- **DATA EXCERPTS**:
···

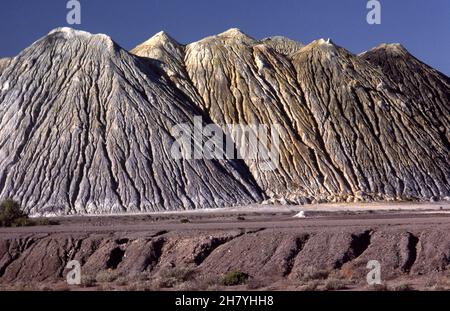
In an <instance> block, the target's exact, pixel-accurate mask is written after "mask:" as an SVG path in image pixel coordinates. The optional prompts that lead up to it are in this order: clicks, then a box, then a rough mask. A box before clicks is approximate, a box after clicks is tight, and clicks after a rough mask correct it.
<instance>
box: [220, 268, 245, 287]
mask: <svg viewBox="0 0 450 311" xmlns="http://www.w3.org/2000/svg"><path fill="white" fill-rule="evenodd" d="M248 278H249V275H248V274H246V273H244V272H241V271H231V272H228V273H227V274H226V275H225V276H224V277H223V279H222V282H221V284H222V285H224V286H236V285H241V284H244V283H245V282H247V280H248Z"/></svg>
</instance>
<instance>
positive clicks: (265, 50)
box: [138, 29, 450, 203]
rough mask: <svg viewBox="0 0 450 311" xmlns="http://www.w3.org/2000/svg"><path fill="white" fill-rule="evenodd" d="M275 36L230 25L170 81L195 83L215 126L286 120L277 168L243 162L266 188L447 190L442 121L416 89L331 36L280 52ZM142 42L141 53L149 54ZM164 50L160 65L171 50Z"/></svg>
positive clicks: (182, 64)
mask: <svg viewBox="0 0 450 311" xmlns="http://www.w3.org/2000/svg"><path fill="white" fill-rule="evenodd" d="M278 40H281V39H278ZM273 42H274V40H263V41H257V40H254V39H252V38H250V37H248V36H246V35H245V34H243V33H242V32H240V31H239V30H238V29H230V30H229V31H226V32H224V33H222V34H220V35H217V36H213V37H209V38H205V39H203V40H201V41H199V42H195V43H192V44H189V45H187V46H186V47H185V55H184V64H181V65H180V66H178V67H177V68H174V67H172V68H171V72H178V73H179V74H177V75H171V77H172V78H171V79H172V80H173V81H174V82H175V83H176V84H177V85H181V89H182V90H184V92H185V93H186V94H192V93H193V92H192V89H195V90H197V93H196V94H195V96H190V97H191V99H192V100H193V101H194V102H197V104H198V106H200V107H202V109H203V111H205V113H207V114H208V115H209V116H210V117H211V119H212V120H213V121H214V122H216V123H217V124H230V123H231V124H233V123H237V124H254V123H258V124H259V123H263V124H280V125H281V126H282V128H283V130H284V136H283V139H282V142H281V146H280V161H281V165H280V166H279V167H278V168H277V169H276V170H274V171H270V172H264V171H261V170H260V169H259V163H255V162H254V161H246V164H247V166H248V167H249V169H250V172H251V173H252V174H253V176H255V179H256V180H257V182H258V184H259V186H260V187H261V188H262V189H263V190H264V191H265V193H266V194H267V195H268V196H270V197H273V198H275V199H277V198H278V199H279V198H282V199H281V200H287V201H288V202H289V201H290V202H295V203H303V202H311V201H318V202H320V201H370V200H373V199H375V200H379V199H382V200H395V199H406V198H419V199H422V198H423V199H428V198H431V197H433V196H437V197H441V198H442V197H444V196H445V193H448V191H449V176H450V175H449V174H450V169H449V165H448V163H449V145H448V143H447V142H446V139H444V138H445V135H444V136H443V135H442V129H443V128H444V129H445V131H447V128H448V125H444V121H445V120H443V121H441V122H438V123H436V122H431V118H429V117H428V118H427V117H426V115H427V113H426V111H427V110H428V108H427V106H425V105H423V103H422V102H420V101H419V100H417V99H416V94H415V93H411V92H408V91H407V90H406V89H405V88H404V87H402V86H401V85H398V84H397V83H396V81H395V79H394V78H393V77H391V76H390V75H391V74H390V73H389V72H384V71H383V70H382V69H381V68H379V67H378V65H374V64H370V63H368V62H366V61H365V60H364V57H363V56H360V57H357V56H355V55H352V54H351V53H349V52H348V51H346V50H345V49H343V48H340V47H338V46H336V45H335V44H333V43H332V42H331V40H323V39H320V40H317V41H315V42H313V43H311V44H309V45H308V46H306V47H301V46H297V47H296V49H295V50H296V51H297V52H294V53H293V54H289V53H286V52H282V51H281V53H280V51H278V52H277V50H276V49H274V44H273ZM275 46H276V45H275ZM147 49H148V50H150V51H152V50H154V46H147ZM143 50H145V48H144V47H143V46H141V49H140V50H139V51H138V54H139V55H142V56H145V54H143ZM179 51H180V52H181V51H182V49H181V48H180V49H179ZM286 54H288V55H289V56H286ZM162 55H163V56H160V57H157V59H158V60H160V61H161V62H162V63H164V62H166V61H167V60H168V59H170V57H173V54H172V56H170V53H169V52H167V51H166V52H165V53H162ZM177 59H178V60H179V59H181V56H180V55H178V56H177ZM409 59H410V58H409V57H405V58H404V60H405V61H406V62H407V61H409ZM411 59H412V58H411ZM170 63H171V64H172V66H173V64H176V62H174V61H170ZM419 65H420V64H415V63H412V64H411V66H413V67H414V66H419ZM410 70H411V69H410ZM186 72H187V74H188V76H189V79H186V78H185V77H186ZM179 77H183V78H182V79H181V78H179ZM422 79H427V78H426V77H423V78H422ZM442 79H444V78H442ZM442 79H441V80H442ZM447 79H448V78H447ZM189 80H190V82H191V83H192V85H193V87H192V85H189V83H188V82H189ZM444 80H445V79H444ZM410 84H411V85H410V88H414V86H412V85H414V82H412V83H410ZM431 87H432V86H431ZM439 87H440V89H439V91H437V90H435V93H436V96H439V97H440V101H441V102H440V103H439V104H438V106H445V108H440V110H439V111H440V112H441V114H442V115H443V116H441V117H440V118H441V119H442V118H444V119H448V117H449V113H448V106H449V98H448V92H449V86H448V84H445V83H444V82H442V83H440V84H439ZM415 92H419V93H420V92H428V91H427V90H426V89H423V88H419V89H418V90H416V91H415ZM194 93H195V92H194ZM198 95H199V96H200V97H201V98H200V100H199V99H198ZM445 124H448V122H446V123H445ZM431 176H432V177H431Z"/></svg>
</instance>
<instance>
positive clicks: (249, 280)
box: [0, 204, 450, 290]
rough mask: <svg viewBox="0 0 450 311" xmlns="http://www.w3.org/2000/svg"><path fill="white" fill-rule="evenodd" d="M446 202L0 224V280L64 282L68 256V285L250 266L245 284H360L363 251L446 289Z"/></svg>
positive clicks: (137, 216) (112, 217) (259, 286)
mask: <svg viewBox="0 0 450 311" xmlns="http://www.w3.org/2000/svg"><path fill="white" fill-rule="evenodd" d="M449 211H450V206H449V205H448V204H441V205H439V206H433V207H431V208H430V207H429V206H426V208H424V209H423V210H421V211H417V210H415V211H411V210H410V209H404V208H400V209H399V208H398V207H397V206H394V207H393V208H385V209H383V210H380V209H375V210H367V209H366V210H364V209H349V210H347V211H341V212H336V211H334V210H333V211H329V210H327V209H323V210H320V211H317V210H315V209H313V208H310V209H306V218H304V219H296V218H293V216H294V215H295V214H296V213H297V212H298V209H281V210H273V209H270V208H269V209H268V210H261V211H254V210H253V209H250V210H245V209H244V210H242V212H239V213H237V212H235V211H229V210H225V211H218V212H206V213H199V212H193V213H185V214H153V215H136V216H121V217H118V216H112V217H70V218H62V219H59V222H60V225H57V226H49V227H30V228H11V229H0V284H2V285H0V288H12V289H17V288H19V289H22V288H21V287H23V286H24V285H23V284H27V286H34V287H33V288H38V289H39V288H42V287H45V288H50V289H61V288H62V289H67V288H66V285H64V279H65V278H64V276H65V275H66V273H67V272H68V271H67V270H65V265H66V263H67V262H69V261H70V260H73V259H76V260H79V261H80V263H81V264H82V271H83V278H84V281H83V282H84V286H81V287H76V288H69V289H86V288H97V289H98V288H101V289H117V288H119V289H138V290H139V289H152V290H159V289H169V290H171V289H217V288H221V285H220V280H221V279H222V278H223V276H224V275H225V274H226V273H228V272H230V271H242V272H245V273H246V274H248V275H249V276H250V279H249V281H248V282H247V284H246V285H243V287H238V288H244V289H245V288H256V289H260V288H261V289H295V290H302V289H333V288H336V289H344V288H352V289H360V288H362V289H363V288H366V285H367V283H365V276H366V274H367V272H368V270H367V269H366V264H367V262H368V261H369V260H378V261H379V262H380V263H381V266H382V276H383V280H384V281H386V282H387V284H391V285H389V286H394V287H395V286H400V287H402V286H403V287H406V286H412V287H414V288H418V289H426V288H427V289H428V288H430V289H438V288H444V289H445V288H447V287H446V286H448V285H449V278H448V277H449V269H450V213H449ZM406 283H407V285H405V284H406ZM399 284H400V285H399ZM449 288H450V287H449Z"/></svg>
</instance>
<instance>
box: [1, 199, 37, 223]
mask: <svg viewBox="0 0 450 311" xmlns="http://www.w3.org/2000/svg"><path fill="white" fill-rule="evenodd" d="M31 225H33V222H32V221H31V220H30V219H29V218H28V215H27V214H26V213H24V212H23V211H22V210H21V209H20V205H19V203H17V202H16V201H14V200H11V199H7V200H4V201H2V202H1V203H0V227H24V226H31Z"/></svg>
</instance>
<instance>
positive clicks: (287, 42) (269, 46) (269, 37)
mask: <svg viewBox="0 0 450 311" xmlns="http://www.w3.org/2000/svg"><path fill="white" fill-rule="evenodd" d="M261 42H262V43H263V44H265V45H267V46H269V47H271V48H273V49H274V50H275V51H277V52H278V53H280V54H283V55H286V56H290V55H292V54H294V53H295V52H297V51H298V50H300V49H301V48H302V47H303V46H304V45H303V44H301V43H299V42H297V41H294V40H291V39H289V38H286V37H282V36H274V37H269V38H266V39H263V40H261Z"/></svg>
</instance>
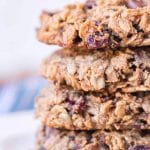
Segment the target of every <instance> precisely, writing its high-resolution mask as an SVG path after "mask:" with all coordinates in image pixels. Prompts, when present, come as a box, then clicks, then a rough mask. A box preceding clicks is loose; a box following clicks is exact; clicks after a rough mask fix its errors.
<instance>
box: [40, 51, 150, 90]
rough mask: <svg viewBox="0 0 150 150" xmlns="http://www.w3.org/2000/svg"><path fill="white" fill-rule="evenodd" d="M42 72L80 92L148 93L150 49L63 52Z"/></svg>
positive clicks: (43, 69) (47, 61) (149, 64)
mask: <svg viewBox="0 0 150 150" xmlns="http://www.w3.org/2000/svg"><path fill="white" fill-rule="evenodd" d="M40 72H41V75H43V76H44V77H45V78H46V79H48V80H53V81H55V82H56V84H59V85H60V84H66V85H68V86H72V87H73V88H74V89H77V90H84V91H101V90H103V89H106V88H107V89H109V91H111V92H114V91H115V90H117V89H121V90H123V91H124V92H135V91H148V90H150V48H148V49H143V48H140V50H137V49H136V50H131V49H125V50H120V51H117V50H116V51H113V50H110V49H108V50H103V51H102V50H101V51H97V50H95V51H94V50H93V51H92V52H91V51H85V50H84V51H82V52H81V51H74V52H73V51H71V50H60V51H57V52H55V53H54V54H53V55H52V56H50V57H48V58H47V59H46V60H45V61H44V62H43V64H42V66H41V69H40Z"/></svg>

···

- **THE PROBLEM**: Copy out every line of the rows above that contains the string "image", treating uppercase and lowercase as different.

- **RESPONSE AREA**:
In an <instance> block, the target's exact, pixel-accurate mask is written after "mask:" as an SVG path in image pixel coordinates. The optional prompts that lead up to it are in this order: clicks, then a box, then a rough mask. A box before clicks is approximate, a box after clicks is tight, and clicks after a rough mask correct it.
Segment the target of every <instance> precisely, writing its high-resolution mask as an SVG path after "mask:" with all coordinates in image pixels. Prompts, when present, come as a box, then clicks, then a rough mask. A box preceding clicks is loose; a box following clicks is exact; clicks after a rough mask fix its errors.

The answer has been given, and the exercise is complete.